[Free-text object descriptions]
⁂
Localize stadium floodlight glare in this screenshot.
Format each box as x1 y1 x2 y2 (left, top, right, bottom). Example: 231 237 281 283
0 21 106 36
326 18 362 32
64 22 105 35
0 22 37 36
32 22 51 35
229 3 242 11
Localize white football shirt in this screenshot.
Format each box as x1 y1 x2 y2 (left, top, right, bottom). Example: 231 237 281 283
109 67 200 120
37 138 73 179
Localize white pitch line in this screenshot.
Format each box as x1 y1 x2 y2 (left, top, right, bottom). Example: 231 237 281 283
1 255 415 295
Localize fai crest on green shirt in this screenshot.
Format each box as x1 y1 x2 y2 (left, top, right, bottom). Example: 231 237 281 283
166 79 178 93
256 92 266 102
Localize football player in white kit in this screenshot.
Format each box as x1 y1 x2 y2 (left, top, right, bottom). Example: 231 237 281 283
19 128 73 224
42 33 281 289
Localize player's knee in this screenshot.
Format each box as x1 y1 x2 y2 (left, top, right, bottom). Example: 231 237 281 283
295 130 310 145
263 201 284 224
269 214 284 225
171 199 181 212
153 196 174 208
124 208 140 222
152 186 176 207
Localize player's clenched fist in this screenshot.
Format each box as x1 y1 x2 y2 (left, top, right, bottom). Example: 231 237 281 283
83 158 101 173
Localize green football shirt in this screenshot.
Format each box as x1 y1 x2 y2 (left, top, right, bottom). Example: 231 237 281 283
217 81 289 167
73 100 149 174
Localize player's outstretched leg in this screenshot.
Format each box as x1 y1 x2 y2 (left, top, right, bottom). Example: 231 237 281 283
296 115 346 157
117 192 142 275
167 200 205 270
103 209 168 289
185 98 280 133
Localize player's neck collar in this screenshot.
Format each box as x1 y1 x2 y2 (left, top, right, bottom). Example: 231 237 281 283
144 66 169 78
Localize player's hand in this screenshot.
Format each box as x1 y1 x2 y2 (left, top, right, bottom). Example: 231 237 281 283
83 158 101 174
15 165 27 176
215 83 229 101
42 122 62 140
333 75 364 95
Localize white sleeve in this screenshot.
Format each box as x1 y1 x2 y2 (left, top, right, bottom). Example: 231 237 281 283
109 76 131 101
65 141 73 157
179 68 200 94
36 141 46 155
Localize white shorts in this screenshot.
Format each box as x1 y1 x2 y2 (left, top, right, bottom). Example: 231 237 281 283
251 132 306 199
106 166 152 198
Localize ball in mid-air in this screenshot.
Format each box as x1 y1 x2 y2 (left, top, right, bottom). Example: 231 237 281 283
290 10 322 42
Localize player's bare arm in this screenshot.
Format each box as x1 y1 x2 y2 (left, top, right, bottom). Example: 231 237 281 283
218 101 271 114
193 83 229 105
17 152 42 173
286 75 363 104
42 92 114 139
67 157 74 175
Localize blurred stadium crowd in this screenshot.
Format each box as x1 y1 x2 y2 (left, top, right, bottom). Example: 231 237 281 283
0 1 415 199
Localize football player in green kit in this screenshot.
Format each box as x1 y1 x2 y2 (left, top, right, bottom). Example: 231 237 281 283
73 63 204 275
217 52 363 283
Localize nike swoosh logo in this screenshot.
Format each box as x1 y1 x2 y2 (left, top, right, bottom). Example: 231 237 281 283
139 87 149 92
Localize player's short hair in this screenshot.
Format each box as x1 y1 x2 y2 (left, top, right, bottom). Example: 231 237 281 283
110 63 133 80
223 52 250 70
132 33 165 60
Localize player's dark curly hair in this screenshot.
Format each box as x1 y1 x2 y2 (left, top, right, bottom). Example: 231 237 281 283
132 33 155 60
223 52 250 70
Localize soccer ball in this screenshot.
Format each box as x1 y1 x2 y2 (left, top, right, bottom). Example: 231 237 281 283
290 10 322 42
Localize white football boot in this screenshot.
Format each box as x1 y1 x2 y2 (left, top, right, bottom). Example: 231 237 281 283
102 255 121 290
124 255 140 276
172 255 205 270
⁂
#### WHAT YOU HAVE TO DO
Recopy all the entries faithfully, leaving none out.

#### ANSWER TO THE PROBLEM
Localize stadium floodlight glare in this screenshot.
Format each box as x1 y1 x2 y2 (left, top, right, bottom). Example: 231 237 281 283
0 21 106 36
326 18 362 32
64 22 105 35
0 22 37 36
32 22 51 35
229 3 242 11
Localize white football shirt in this screenshot.
Format each box as x1 y1 x2 y2 (left, top, right, bottom). Example: 231 237 281 283
109 67 200 120
37 138 73 179
Localize white pitch line in this screenshot.
Format each box as x1 y1 x2 y2 (left, top, right, bottom). Example: 231 237 281 283
1 255 415 295
Localize fai crest on green shirt in this screenshot.
Format each box as x1 y1 x2 y2 (left, top, right, bottom). Example: 231 237 281 283
166 79 178 93
256 92 266 102
Localize football player in white kit in this screenshot.
Format each box as x1 y1 x2 y2 (left, top, right, bottom). Example: 231 237 281 283
19 128 73 224
42 33 281 289
Localize player's knee in this screenshot.
Format each box as x1 y1 x2 y2 (left, top, right, bottom). Example: 231 237 281 283
295 130 310 145
263 201 284 224
269 214 284 225
171 199 181 212
153 196 174 208
124 208 140 222
152 186 176 207
Localize player's clenched fist in this screenshot.
Format each box as x1 y1 x2 y2 (left, top, right, bottom). Example: 231 237 281 283
83 158 101 173
Localize green football shirt in this screenshot.
Format each box as x1 y1 x2 y2 (left, top, right, bottom). Example: 231 237 281 283
217 81 289 167
73 100 149 174
Localize player's outstretched leg in this screenshot.
Format each box as x1 y1 x2 y2 (left, top, right, bottom). Example: 231 237 281 283
296 115 346 157
117 192 142 275
167 200 205 270
103 209 168 289
185 98 280 133
Localize player's neck collar in this screenshot.
Format each box as x1 y1 x2 y2 (left, top, right, bottom). Example: 231 237 281 283
144 66 169 78
Localize player's hand in this screenshot.
Format each box as x1 y1 x2 y2 (left, top, right, bottom). Example: 231 237 281 283
83 158 101 174
15 165 27 176
215 83 229 101
42 122 62 140
333 75 364 95
Localize white sleeve in this screenshot.
Format each box as x1 y1 x2 y2 (left, top, right, bottom). Example: 231 237 281 283
109 76 131 101
65 141 73 157
179 68 200 94
36 141 46 155
Localize white shorts in this screenshot.
Format each box as x1 y1 x2 y2 (left, top, right, bottom). Example: 231 237 281 283
251 132 306 199
106 166 152 198
Localize ball in mid-air in this screenshot.
Format each box as x1 y1 x2 y2 (left, top, right, bottom). Example: 231 237 281 283
290 10 322 42
Localize player's bare arm in this screenshot.
Format each box as x1 y1 x2 y2 (left, top, right, bottom). Example: 231 237 281 283
218 101 271 114
193 83 229 105
17 152 42 173
286 75 363 104
42 92 114 139
67 157 74 175
Localize blurred stadium crowd in this screenshot.
Format each box as x1 y1 x2 y2 (left, top, right, bottom). Example: 231 237 281 283
0 1 415 199
Localize football player in green kit in this screenshot.
Format each box as x1 y1 x2 y2 (left, top, right, bottom). Example: 231 237 281 283
73 63 204 275
217 52 363 283
Localize nike swoosh logo in this screenshot.
Format each box as x1 y1 x2 y2 (left, top, right, bottom). Example: 231 237 281 283
139 87 149 92
Localize player's short hair in this screenshot.
Format each box as x1 y1 x2 y2 (left, top, right, bottom). Example: 231 237 281 283
110 63 133 80
223 52 250 70
132 33 165 60
Localize player's dark curly hair in this screenshot.
Format each box as x1 y1 x2 y2 (left, top, right, bottom). Example: 231 237 281 283
132 33 155 60
223 52 250 70
Localize soccer ball in this screenshot.
Format each box as x1 y1 x2 y2 (left, top, right, bottom). Example: 231 237 281 283
290 10 322 42
Localize white football boot in this screenshot.
Format each box as x1 y1 x2 y2 (left, top, right, bottom). Example: 231 237 281 283
102 255 121 290
124 255 140 276
172 255 205 270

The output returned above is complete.